### Goal
List every line below that contains the word "colorful". Case counts.

### Data
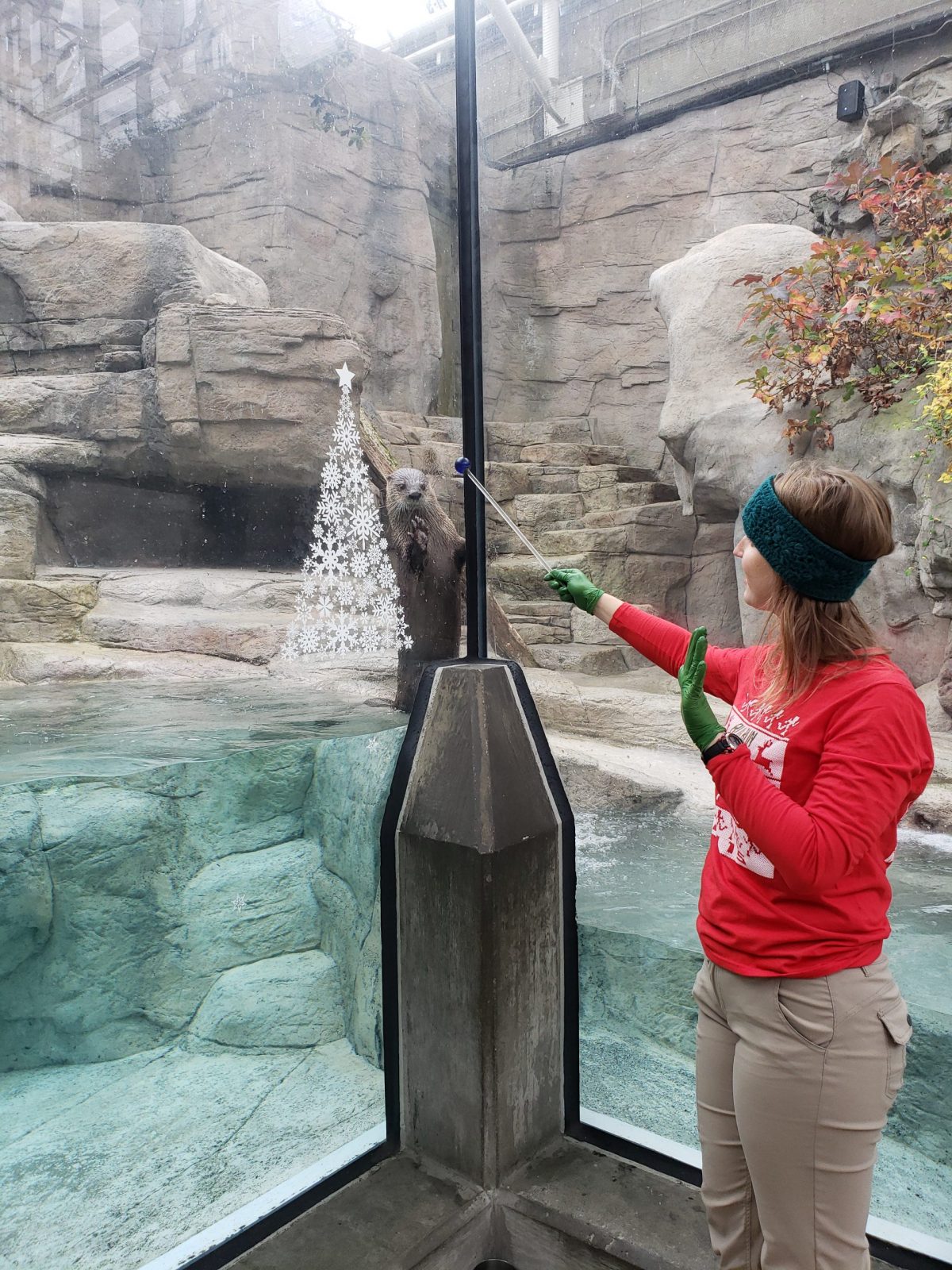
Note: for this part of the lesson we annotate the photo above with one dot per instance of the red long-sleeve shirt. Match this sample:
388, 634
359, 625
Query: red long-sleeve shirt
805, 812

--

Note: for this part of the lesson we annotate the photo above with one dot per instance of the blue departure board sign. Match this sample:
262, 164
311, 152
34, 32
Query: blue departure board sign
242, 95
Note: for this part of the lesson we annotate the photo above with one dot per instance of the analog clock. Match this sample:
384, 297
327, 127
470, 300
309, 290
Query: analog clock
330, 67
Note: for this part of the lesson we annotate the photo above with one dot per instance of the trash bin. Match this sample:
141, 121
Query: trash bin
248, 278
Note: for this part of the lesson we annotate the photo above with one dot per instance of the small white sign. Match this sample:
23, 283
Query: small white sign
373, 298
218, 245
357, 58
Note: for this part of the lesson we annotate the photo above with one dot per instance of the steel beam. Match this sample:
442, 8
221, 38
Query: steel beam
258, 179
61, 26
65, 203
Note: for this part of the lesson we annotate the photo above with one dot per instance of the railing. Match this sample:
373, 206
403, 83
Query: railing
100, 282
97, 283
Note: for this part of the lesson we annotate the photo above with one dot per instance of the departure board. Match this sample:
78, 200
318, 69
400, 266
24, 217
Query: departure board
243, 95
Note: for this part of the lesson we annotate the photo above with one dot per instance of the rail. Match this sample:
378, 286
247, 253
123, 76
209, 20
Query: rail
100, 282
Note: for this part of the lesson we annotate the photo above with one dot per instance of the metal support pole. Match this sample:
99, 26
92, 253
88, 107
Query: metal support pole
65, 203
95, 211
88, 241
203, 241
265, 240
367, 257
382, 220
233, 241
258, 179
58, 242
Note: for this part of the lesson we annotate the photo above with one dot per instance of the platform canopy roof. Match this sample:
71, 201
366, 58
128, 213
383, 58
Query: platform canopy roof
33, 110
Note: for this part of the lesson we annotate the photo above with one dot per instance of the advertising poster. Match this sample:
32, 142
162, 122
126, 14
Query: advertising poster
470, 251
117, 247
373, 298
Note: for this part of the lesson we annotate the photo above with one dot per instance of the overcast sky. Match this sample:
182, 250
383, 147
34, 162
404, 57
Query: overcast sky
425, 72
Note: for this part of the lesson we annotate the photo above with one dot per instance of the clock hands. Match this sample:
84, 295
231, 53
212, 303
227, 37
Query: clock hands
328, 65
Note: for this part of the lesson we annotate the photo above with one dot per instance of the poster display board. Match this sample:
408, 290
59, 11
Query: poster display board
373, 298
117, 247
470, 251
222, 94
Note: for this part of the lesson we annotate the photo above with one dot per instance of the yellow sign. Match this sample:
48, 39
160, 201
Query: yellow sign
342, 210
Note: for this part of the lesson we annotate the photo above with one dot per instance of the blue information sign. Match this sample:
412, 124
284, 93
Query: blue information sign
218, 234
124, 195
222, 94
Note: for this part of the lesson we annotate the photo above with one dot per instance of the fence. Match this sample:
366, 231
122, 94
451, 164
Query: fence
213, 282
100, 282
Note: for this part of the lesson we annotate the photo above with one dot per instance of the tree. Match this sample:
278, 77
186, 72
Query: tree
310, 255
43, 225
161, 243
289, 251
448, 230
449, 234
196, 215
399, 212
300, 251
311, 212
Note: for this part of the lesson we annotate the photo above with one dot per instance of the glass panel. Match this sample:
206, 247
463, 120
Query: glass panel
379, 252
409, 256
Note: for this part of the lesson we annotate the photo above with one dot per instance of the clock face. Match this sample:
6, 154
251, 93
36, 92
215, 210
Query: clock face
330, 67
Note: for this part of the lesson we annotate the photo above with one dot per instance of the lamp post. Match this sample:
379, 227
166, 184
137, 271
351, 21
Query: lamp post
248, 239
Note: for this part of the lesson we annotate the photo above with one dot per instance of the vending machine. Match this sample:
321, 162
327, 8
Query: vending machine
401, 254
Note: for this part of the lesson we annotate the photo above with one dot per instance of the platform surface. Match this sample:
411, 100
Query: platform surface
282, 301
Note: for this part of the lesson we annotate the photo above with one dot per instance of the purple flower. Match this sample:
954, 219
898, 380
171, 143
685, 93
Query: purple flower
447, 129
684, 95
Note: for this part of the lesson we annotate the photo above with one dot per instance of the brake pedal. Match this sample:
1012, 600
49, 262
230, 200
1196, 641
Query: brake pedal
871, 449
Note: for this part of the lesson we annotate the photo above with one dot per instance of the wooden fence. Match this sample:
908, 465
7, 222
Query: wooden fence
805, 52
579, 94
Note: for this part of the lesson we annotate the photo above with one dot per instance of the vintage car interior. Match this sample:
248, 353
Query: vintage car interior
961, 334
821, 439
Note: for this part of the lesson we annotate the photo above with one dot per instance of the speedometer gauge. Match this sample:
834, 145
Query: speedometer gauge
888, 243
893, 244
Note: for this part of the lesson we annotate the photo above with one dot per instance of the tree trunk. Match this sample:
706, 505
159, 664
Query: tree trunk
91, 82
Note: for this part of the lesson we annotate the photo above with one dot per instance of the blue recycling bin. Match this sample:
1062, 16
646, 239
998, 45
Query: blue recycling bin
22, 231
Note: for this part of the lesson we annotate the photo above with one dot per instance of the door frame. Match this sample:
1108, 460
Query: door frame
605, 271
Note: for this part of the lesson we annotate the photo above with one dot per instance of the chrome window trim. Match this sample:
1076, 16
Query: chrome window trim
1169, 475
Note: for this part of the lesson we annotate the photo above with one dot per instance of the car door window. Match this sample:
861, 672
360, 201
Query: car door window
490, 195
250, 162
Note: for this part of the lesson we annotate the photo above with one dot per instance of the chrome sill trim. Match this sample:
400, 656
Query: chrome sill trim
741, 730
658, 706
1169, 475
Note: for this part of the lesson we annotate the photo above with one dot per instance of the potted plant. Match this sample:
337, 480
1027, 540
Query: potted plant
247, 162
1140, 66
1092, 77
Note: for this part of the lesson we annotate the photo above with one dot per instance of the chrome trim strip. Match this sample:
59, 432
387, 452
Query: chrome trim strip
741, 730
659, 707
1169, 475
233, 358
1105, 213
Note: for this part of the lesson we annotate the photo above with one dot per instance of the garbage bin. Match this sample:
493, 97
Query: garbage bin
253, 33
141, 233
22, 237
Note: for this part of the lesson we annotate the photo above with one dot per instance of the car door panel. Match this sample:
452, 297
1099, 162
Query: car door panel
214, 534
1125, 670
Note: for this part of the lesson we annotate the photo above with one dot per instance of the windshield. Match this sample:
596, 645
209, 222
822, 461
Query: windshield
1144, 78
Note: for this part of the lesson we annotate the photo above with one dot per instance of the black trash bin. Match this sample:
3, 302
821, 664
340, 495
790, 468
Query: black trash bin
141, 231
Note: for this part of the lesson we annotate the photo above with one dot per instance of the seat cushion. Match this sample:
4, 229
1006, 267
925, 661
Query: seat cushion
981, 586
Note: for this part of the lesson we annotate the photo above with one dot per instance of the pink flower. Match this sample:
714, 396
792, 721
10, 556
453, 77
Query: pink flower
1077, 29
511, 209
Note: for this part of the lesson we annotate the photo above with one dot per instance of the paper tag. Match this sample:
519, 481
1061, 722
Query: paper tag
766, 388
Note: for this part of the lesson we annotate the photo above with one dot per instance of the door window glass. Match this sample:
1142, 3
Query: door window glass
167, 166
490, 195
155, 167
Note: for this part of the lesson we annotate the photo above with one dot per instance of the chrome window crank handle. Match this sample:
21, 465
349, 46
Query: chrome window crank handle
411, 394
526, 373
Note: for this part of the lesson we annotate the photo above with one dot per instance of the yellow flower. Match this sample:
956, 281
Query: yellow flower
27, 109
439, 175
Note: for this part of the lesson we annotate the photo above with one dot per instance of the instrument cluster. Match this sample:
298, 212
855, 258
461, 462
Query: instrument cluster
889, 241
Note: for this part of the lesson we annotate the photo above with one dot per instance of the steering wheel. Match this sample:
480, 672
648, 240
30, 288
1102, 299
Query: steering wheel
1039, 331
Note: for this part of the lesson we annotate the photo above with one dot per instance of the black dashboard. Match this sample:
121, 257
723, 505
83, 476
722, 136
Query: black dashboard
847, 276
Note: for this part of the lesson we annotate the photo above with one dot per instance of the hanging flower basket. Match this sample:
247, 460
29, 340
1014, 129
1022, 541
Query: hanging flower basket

==

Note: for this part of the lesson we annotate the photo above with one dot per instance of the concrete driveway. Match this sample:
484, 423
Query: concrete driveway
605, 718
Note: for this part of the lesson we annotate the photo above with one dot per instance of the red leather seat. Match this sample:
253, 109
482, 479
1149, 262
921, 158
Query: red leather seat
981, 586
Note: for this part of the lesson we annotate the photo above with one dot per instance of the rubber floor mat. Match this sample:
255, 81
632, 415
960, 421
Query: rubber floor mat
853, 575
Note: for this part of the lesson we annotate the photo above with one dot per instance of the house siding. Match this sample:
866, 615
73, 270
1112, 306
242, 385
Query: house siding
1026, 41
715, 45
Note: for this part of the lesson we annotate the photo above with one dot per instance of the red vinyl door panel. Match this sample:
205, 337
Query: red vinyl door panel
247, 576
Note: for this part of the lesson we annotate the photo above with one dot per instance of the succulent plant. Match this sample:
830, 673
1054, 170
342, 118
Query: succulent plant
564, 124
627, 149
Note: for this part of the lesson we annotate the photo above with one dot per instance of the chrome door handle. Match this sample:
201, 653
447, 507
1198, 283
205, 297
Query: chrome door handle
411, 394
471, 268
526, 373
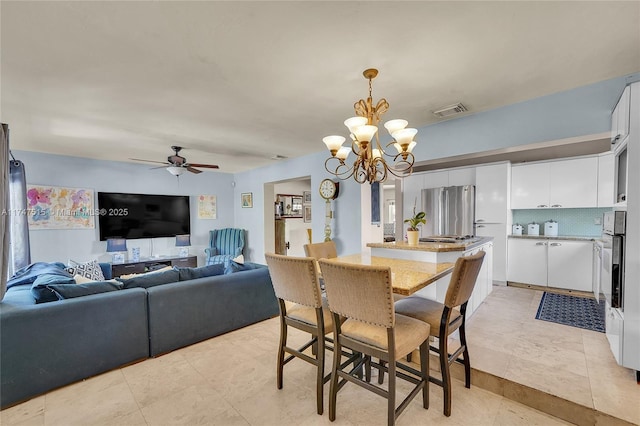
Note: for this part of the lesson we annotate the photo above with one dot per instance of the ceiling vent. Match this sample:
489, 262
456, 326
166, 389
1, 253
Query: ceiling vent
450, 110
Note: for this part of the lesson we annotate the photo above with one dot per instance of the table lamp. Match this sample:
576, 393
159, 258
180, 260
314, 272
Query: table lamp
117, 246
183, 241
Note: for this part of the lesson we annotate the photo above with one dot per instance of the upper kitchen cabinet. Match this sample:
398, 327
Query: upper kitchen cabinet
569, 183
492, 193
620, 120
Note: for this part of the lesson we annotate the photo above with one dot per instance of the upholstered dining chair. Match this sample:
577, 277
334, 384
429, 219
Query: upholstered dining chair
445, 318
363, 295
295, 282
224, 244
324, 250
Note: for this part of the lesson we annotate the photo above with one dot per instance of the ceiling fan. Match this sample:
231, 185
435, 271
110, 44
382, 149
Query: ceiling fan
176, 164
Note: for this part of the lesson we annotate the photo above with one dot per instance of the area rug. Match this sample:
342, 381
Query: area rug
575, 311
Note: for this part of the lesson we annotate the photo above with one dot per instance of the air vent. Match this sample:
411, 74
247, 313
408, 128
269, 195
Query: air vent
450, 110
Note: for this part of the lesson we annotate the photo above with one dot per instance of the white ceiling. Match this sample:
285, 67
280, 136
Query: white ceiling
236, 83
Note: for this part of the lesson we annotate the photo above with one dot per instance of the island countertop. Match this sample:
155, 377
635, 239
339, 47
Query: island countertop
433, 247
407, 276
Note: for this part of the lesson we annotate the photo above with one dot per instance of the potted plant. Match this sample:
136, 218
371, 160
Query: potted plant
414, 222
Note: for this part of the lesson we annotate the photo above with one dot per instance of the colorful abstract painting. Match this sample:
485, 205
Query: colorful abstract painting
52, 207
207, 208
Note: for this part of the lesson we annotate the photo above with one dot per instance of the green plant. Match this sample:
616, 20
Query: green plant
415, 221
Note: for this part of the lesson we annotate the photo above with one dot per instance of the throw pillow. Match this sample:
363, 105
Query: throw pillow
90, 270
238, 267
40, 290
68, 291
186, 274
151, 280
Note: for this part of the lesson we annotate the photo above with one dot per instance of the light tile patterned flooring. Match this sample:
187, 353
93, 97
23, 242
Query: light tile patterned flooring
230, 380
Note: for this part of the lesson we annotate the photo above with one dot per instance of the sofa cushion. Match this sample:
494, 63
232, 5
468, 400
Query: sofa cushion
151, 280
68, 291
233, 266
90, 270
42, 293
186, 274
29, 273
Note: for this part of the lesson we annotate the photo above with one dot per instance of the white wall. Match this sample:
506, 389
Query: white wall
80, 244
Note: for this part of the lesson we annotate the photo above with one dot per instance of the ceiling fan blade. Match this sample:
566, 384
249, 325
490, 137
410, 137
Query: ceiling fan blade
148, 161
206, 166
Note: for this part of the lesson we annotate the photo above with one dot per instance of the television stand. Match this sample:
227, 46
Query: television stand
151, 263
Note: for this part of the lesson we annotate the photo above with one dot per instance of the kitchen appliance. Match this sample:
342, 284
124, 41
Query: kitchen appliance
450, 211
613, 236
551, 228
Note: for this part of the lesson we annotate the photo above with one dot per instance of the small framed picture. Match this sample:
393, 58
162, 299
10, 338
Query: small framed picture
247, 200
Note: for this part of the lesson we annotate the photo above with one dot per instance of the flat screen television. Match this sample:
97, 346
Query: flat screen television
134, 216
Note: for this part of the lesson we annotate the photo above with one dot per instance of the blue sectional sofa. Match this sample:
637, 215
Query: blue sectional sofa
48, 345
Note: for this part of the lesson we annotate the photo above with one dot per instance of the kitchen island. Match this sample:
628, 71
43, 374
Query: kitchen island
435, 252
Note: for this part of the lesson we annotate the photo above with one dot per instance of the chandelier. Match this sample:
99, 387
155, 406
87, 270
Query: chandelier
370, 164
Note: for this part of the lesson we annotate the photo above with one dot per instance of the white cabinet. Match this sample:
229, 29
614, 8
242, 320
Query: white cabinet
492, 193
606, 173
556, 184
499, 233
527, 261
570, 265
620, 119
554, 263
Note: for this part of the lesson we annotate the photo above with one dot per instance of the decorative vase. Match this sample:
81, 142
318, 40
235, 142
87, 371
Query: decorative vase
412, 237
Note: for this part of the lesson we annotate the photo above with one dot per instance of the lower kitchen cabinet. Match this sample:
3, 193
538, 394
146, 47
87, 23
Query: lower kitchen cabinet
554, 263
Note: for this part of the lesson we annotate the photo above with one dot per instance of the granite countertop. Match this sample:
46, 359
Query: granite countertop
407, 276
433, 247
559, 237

### Response to the task
Note: for this part of the lesson we annotate the photo above with one dot per instance of the colorful abstract painting. Match this sample:
Query: colorful abstract painting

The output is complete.